*What needs to be done*
Transcribe every record that appears below, exactly and in full.

===============

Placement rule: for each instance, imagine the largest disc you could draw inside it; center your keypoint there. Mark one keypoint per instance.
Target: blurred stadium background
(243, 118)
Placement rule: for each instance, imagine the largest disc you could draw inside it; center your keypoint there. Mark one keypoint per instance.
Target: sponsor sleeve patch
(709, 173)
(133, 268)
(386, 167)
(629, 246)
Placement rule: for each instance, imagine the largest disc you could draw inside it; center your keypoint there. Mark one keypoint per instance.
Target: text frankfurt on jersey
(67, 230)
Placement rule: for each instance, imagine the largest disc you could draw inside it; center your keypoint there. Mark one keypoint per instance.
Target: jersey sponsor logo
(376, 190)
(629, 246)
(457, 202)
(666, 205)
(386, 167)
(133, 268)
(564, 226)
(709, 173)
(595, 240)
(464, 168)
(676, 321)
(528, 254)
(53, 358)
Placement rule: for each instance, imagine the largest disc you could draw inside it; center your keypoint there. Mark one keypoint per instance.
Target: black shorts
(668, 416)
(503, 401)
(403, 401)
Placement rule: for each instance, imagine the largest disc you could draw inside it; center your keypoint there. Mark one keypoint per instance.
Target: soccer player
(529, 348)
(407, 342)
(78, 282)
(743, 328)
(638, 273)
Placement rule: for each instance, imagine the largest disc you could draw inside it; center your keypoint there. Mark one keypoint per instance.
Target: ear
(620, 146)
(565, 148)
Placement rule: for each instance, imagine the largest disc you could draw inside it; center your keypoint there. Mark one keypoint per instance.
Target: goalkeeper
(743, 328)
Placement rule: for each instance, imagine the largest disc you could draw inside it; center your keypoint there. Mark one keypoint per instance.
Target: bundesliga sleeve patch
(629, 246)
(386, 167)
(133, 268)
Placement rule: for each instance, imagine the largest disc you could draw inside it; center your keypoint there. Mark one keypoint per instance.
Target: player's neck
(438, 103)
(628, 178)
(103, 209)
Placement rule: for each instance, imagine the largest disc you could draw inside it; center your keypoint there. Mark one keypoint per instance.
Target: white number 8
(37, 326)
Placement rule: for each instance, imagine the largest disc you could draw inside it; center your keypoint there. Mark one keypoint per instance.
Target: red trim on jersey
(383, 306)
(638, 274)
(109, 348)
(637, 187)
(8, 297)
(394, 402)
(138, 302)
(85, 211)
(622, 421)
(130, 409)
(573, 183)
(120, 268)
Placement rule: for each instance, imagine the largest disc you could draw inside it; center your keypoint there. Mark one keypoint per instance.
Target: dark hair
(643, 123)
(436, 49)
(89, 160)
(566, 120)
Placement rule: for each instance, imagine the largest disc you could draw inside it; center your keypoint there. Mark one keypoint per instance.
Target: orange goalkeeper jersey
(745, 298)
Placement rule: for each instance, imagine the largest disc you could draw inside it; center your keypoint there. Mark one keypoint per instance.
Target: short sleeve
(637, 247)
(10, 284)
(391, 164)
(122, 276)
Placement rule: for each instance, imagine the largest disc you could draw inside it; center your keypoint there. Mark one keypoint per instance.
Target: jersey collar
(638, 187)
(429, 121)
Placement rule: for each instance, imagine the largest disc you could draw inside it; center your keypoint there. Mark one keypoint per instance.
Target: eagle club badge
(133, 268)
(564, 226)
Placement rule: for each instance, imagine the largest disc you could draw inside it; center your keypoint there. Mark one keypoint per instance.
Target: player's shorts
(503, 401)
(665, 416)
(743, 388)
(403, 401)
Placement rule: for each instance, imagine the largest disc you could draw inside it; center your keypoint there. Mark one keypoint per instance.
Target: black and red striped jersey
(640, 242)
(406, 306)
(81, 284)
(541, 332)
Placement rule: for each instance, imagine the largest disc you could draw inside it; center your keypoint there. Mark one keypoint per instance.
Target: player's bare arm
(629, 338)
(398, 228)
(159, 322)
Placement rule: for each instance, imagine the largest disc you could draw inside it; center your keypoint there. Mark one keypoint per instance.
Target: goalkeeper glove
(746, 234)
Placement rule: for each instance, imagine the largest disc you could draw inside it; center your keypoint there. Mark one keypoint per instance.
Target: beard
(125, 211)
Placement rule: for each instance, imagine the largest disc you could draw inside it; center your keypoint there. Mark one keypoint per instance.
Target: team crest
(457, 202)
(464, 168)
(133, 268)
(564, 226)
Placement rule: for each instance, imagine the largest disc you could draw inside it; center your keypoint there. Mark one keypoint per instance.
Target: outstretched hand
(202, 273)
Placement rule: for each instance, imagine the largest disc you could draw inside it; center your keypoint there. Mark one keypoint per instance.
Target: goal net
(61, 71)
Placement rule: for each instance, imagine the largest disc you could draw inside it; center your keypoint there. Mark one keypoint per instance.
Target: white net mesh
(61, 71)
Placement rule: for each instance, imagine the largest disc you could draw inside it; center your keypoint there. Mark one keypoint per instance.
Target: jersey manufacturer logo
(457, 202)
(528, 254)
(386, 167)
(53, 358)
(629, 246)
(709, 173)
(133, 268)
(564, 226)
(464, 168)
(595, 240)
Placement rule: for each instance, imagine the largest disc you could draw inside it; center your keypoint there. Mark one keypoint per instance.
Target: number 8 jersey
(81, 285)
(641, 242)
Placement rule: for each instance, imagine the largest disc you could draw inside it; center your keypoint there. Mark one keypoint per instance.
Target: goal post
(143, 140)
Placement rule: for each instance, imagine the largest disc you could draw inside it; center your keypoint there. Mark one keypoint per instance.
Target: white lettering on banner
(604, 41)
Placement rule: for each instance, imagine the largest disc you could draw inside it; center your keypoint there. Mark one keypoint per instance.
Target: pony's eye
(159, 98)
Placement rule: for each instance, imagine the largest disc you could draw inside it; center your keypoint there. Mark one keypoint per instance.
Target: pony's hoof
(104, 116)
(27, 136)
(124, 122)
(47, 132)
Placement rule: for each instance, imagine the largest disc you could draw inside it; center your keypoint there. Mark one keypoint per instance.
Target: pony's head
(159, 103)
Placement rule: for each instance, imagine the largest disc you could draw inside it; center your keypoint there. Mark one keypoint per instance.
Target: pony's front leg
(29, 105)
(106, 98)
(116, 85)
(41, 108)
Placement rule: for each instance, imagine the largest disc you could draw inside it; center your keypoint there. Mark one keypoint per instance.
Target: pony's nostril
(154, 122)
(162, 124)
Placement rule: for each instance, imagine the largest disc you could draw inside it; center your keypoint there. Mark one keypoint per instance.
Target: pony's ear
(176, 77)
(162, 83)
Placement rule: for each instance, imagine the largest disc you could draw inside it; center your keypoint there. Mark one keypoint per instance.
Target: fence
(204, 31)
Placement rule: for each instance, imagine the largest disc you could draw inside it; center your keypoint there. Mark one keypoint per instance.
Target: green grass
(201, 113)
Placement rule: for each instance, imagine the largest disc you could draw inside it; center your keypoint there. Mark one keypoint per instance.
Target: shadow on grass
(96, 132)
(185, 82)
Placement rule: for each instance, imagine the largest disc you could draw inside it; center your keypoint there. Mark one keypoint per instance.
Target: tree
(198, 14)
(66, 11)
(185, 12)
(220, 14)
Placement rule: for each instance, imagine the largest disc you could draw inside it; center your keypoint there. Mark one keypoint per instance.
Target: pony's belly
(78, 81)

===============

*Answer to the problem*
Placement rule: for each instance, imagine the largest disc you could draw inside it; center your keypoint there. Mark one keypoint per instance.
Target: blurred stadium background
(243, 118)
Placement rule: for each instance, imagine the largest disc you could draw inside it; center your keypoint there. Mark one keypoint per instance.
Target: sponsor sleeve patch
(709, 173)
(133, 268)
(386, 167)
(629, 246)
Placement rule: for each instance, imagine the largest disc you could draw inside it; center your keypoint there. Mark one keypoint per instance.
Target: text frankfurt on jersey
(67, 230)
Placement rule: for each instance, imagine the largest disc you could draw inside it; center your keypoint there. Mark one keypoint per instance.
Target: jersey sponsor logo
(376, 190)
(629, 246)
(457, 202)
(666, 205)
(386, 167)
(133, 268)
(564, 226)
(709, 173)
(595, 240)
(464, 168)
(676, 321)
(528, 254)
(53, 358)
Placement rule: for each instance, imagine the largest disc you could draw inside it; center your keypoint there. Mark one keypoint per instance.
Target: black shorts
(668, 416)
(503, 401)
(403, 401)
Placement rule: for each instance, imagine the largest disc you could draw inside it; center your keypoint there. Mark one keypoint per instance.
Target: soccer player
(529, 348)
(407, 342)
(78, 282)
(743, 328)
(638, 273)
Placement rule: for each instance, imagine the largest disc you could draw inside it; center your keypoint there. Mark one keypoint per instance.
Target: ear
(620, 146)
(565, 148)
Placement rule: for each instance, imagine the largest disc you could draw inside it; center your keypoint there. Mark one keypoint per instance.
Target: goalkeeper
(743, 328)
Placement rule: for each instance, imagine the largest disc you could draw inside it; center your keypoint there. Mark one keypoint per instance.
Target: bundesliga sleeve patch
(629, 246)
(386, 167)
(133, 268)
Placement rule: for each instance, imagine the largest disc you could draw inside it; center your keypoint there. Mark one keypoint per instance.
Target: player's neck
(438, 103)
(628, 178)
(103, 209)
Placement rule: for each instance, imagine the largest disc you could draw inside it; center your keypoint there. Mark one keypoint per instance.
Target: white number 8
(37, 326)
Placement rule: for each instance, imagine the largest disc you could draw inside it; center your keypoint there. Mark one keypoint per instance.
Target: red trim on jersey
(383, 306)
(638, 274)
(109, 348)
(637, 187)
(8, 297)
(394, 402)
(138, 302)
(85, 211)
(622, 421)
(130, 409)
(573, 183)
(120, 268)
Placement rule: for each instance, imagine the largest disc you could draw inside it; center your keypoint there. Mark one keypoint per instance.
Target: dark hair
(643, 123)
(436, 49)
(89, 160)
(566, 120)
Placement rule: for each instance, imagine the largest disc you could draw inside it; center your keypoint there. Mark one keypoint per instance.
Target: orange goalkeeper jersey
(745, 298)
Placement rule: for each instance, imagine the largest disc you could draw inside it; center your keypoint there. Mark one keypoint per instance.
Target: short sleeve
(637, 247)
(10, 284)
(391, 164)
(122, 276)
Placement rule: for each instance, imagine the largest disc you could draw inside it; center your keypoint there. Mark one keypoint per instance.
Target: jersey collar
(638, 187)
(429, 121)
Placement rule: for each instance, imagine the largest disc you could draw inside it; center your keypoint there. Mark one keypoint per instance.
Target: eagle club badge
(133, 268)
(564, 226)
Placement rule: for each instance, imagine the largest disc you could draw inside it; center your keypoint there. Mark one keypoint per instance.
Target: player's shorts
(503, 401)
(665, 416)
(743, 388)
(403, 401)
Placement rule: for each instance, imagine the largest disc you could draw inside it; center your keypoint there. Mark one keypoint per instance.
Target: black and red striped jersey
(640, 242)
(406, 306)
(81, 284)
(541, 332)
Placement rule: for each instance, imagine the largest disc you could draw inside it; center your keypoint there. Mark one keypoint per instance.
Target: player's bare arm
(629, 338)
(398, 228)
(159, 322)
Placement rule: for each instance, imagine the largest disc you could draw inside it; center your keypoint there. Mark one keypoint per instance.
Target: goalkeeper glove
(746, 234)
Placement rule: for each instance, imagine the largest disc you could draw inside it; center your keypoint there. Mark one keypoint per instance.
Target: beard
(125, 211)
Placement rule: for each instance, imagine the largest disc you could draw inside it; center your keypoint there. Mark one keypoint per instance.
Target: team crest
(457, 202)
(464, 168)
(133, 268)
(564, 226)
Placement rule: for each instance, imagine the largest disc you could draw inside it; center your keypoint there. Mark one keypoint per instance.
Target: outstretched hand
(202, 273)
Placement rule: for each instance, imagine the largest disc you could draw inside it; center your keypoint there. Mark one keypoint per instance.
Target: goal net
(61, 71)
Placement rule: for each instance, imagine the largest disc you could draw inside it; center your keypoint there. Mark one keypoint per instance.
Target: white net mesh
(61, 71)
Placement rule: for each instance, imagine the largest disc you could draw inside it; center your keypoint there. Mark one keypoint per instance.
Target: jersey manufacturer logo
(457, 202)
(528, 254)
(386, 167)
(53, 358)
(629, 246)
(709, 173)
(133, 268)
(564, 226)
(464, 168)
(595, 240)
Placement rule: for each instance, imagine the largest disc you could draw inside it; center your keypoint there. Mark one keypoint per instance.
Target: number 8 jersey
(81, 285)
(641, 242)
Placement rule: for each instance, imagine the largest disc you could draw inside it; center your keypoint there. Mark one keypoint per instance.
Target: goal post
(143, 140)
Placement rule: for each instance, imagine the largest disc you could draw inside it; center your keypoint there. Mark one keypoint per instance.
Target: white lettering on banner
(604, 41)
Placement rule: for each instance, imagine the largest disc you could draw inside it; center your keypoint there. Mark one keypoint per instance.
Target: pony's eye
(159, 98)
Placement rule: for each instance, imagine the largest disc you could draw inside it; center your keypoint there. Mark one keypoint per instance.
Target: pony's hoof
(104, 116)
(27, 136)
(124, 122)
(47, 132)
Placement rule: for each instance, imagine the largest disc you could draw inside it; center your keypoint there. Mark one keypoint per instance.
Target: pony's head
(159, 103)
Placement rule: for each instance, imagine the largest disc you could draw inside it; center your keypoint there. Mark one keypoint per instance.
Target: pony's front leg
(29, 105)
(106, 98)
(116, 85)
(41, 108)
Placement rule: for each instance, imagine the largest disc you could draw inside it; center your keypoint there. Mark one keypoint per instance.
Target: pony's nostril
(154, 122)
(162, 124)
Placement rule: for each instance, imagine the largest disc you could draw inside it; center your keypoint there. Mark one keypoint per instance.
Target: pony's ear
(176, 77)
(162, 83)
Placement rule: for each instance, imagine the largest disc you could draw inside it; center your keypoint there. Mark one keypoint per instance.
Target: fence
(204, 31)
Placement rule: for each instance, imagine the largest disc you could draw inside it; center your keypoint there. Mark one keypoint per instance.
Target: green grass
(201, 113)
Placement rule: for each instance, imagine the largest disc you could draw inside it; center your keypoint there. Mark one keypoint per instance.
Target: shadow on grass
(96, 132)
(185, 82)
Placement rule: for each instance, imagine the largest disc you could draw inside it; center your keypoint there. Mark one keypoint per instance.
Target: tree
(198, 14)
(66, 11)
(185, 12)
(220, 14)
Placement rule: for each instance, imagine the largest disc you could draw inside it; center your keypoint there. Mark one keypoint per instance.
Target: pony's belly
(78, 81)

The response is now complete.